» Directions for this task
The expected result is the full set of records, copied precisely, with images dropped.

####

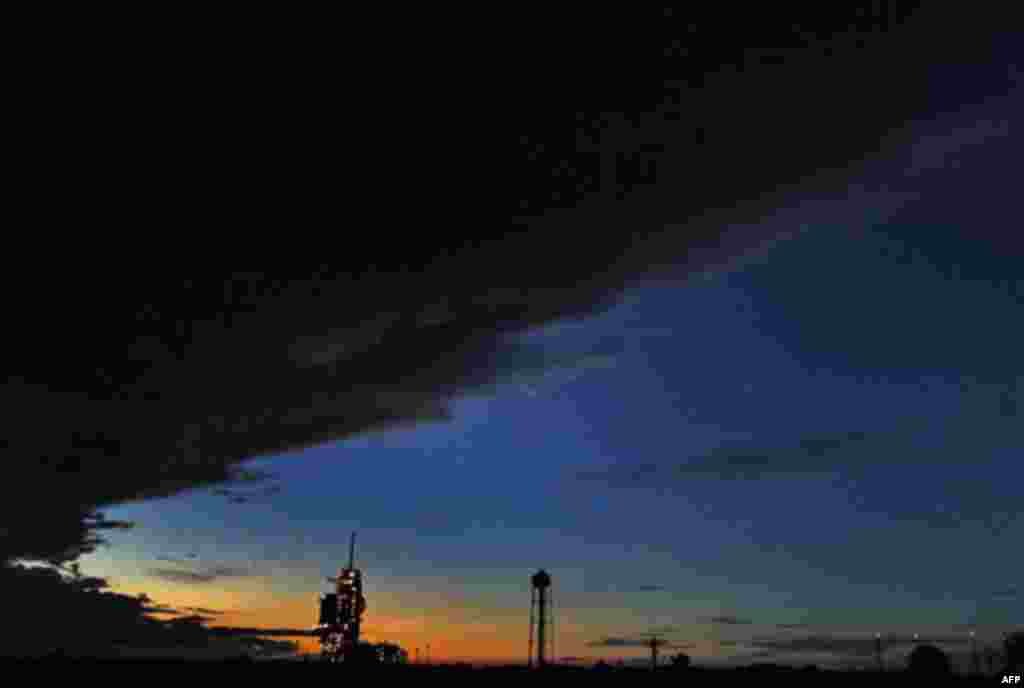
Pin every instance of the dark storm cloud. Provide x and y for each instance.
(142, 374)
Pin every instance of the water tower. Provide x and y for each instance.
(541, 604)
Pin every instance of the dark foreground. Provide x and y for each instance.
(689, 677)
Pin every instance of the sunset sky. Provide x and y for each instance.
(821, 439)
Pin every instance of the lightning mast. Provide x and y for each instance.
(341, 612)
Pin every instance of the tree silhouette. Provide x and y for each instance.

####

» Response below
Pin every instance of the dark storm cloud. Provide x and y for each instance.
(142, 374)
Pin every instance of the water tower. Provide x and y for each instance.
(541, 604)
Pin every instance of the dark foreground. Provide x and y for each instance.
(689, 677)
Pin every instance of the sunset sky. Provide x and y for each instance.
(821, 439)
Pin every instance of the lightning mast. Provide x and y for each instance.
(341, 612)
Pin every instance of the tree silhouette. Provide x and y for each instance.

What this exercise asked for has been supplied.